Start of Excerpted passage

The subcutaneous anti-PD-L1 cancer immunotherapy atezolizumab (brand name Tecentriq subcutaneous (SC)) has been approved by the Medicines and Healthcare products Regulatory Agency (MHRA), paving the way for its use in the NHS in England, its manufacturer Roche has announced.
Offering patients a faster and more convenient treatment option, the SC injection is administered under the skin and takes seven minutes to complete – 75% quicker than the 30-60 minute duration of the IV infusion.
The MHRA approval covers all indications in which the intravenous (IV) form of atezolizumab has previously been approved, including certain types of bladder, breast, liver and lung cancer.
The NHS in England is to become the first health system in the world to roll out the injection, and hundreds of eligible patients being treated with IV atezolizumab will be switched onto the SC version ‘within weeks’, the NHS has confirmed.
It is anticipated that the majority of the approximately 3,600 patients starting treatment of atezolizumab annually in England will switch onto the SC injection. However, where patients are receiving intravenous chemotherapy in combination with atezolizumab, they may remain on the transfusion.
Professor Peter Johnson, NHS national director for cancer, said: ‘The world-first introduction of this treatment will mean that hundreds of patients can spend less time at the hospital and will free up valuable time in NHS chemotherapy units.

End of Excerpted passage
Start of Records shown

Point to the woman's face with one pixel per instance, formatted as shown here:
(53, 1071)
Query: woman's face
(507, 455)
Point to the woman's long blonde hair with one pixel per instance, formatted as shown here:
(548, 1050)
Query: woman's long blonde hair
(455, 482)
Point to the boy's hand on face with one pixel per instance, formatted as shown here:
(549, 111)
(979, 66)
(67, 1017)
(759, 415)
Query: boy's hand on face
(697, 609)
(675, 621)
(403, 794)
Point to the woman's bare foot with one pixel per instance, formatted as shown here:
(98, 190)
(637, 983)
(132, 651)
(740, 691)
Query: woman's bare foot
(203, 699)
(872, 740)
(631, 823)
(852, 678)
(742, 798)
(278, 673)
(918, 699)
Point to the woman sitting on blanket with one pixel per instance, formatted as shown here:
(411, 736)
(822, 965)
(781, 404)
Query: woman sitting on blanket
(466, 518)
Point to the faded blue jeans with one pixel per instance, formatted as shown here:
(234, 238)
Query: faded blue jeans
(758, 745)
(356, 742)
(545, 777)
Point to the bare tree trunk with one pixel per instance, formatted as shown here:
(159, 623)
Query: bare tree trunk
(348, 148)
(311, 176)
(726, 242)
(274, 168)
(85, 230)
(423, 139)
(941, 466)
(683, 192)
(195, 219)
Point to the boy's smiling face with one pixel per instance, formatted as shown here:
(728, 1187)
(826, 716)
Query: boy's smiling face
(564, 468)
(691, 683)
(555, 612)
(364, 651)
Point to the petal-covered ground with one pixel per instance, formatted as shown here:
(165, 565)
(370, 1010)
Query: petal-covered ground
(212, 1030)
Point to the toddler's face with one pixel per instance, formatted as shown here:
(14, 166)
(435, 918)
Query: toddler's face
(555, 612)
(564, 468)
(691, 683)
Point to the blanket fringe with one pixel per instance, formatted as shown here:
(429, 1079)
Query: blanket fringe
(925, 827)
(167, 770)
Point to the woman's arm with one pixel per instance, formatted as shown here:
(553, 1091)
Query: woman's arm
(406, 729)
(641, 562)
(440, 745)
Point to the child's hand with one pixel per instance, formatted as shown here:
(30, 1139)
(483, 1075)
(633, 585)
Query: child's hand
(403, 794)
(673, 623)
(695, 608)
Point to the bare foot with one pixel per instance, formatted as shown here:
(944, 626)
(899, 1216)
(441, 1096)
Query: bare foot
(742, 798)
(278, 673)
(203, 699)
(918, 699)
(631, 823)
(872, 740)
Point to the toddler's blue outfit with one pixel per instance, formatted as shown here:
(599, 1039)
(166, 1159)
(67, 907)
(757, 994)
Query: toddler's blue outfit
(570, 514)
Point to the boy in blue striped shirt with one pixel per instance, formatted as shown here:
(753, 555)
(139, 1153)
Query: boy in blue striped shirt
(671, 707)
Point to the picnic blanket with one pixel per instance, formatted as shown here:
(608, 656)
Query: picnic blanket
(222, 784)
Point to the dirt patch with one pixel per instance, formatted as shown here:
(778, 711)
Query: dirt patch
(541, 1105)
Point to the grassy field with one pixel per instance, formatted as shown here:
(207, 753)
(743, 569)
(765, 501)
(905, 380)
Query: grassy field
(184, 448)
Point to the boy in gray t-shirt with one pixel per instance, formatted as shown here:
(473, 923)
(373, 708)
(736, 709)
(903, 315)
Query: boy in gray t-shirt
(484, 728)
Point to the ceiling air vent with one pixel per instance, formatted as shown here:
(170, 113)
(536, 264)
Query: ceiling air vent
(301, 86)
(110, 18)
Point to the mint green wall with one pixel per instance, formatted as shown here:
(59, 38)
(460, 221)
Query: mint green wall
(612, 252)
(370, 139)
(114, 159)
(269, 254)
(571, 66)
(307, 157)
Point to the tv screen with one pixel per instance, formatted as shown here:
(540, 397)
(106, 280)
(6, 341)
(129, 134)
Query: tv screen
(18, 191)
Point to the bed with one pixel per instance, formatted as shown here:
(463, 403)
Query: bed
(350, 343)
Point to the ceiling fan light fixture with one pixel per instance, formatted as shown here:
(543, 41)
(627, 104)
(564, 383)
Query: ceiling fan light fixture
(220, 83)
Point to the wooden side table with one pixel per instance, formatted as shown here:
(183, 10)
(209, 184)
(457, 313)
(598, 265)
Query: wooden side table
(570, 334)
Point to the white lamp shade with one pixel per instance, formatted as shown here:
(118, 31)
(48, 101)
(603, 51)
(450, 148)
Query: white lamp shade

End of Records shown

Answer these questions from the atezolizumab text above, one per line, numbered 1., 2., 3.:
1. Which agency approved the subcutaneous injection?
2. How many minutes does the subcutaneous injection take to complete?
3. About how many patients start atezolizumab treatment each year in England?

Your response →
1. The Medicines and Healthcare products Regulatory Agency (MHRA)
2. Seven minutes
3. Approximately 3,600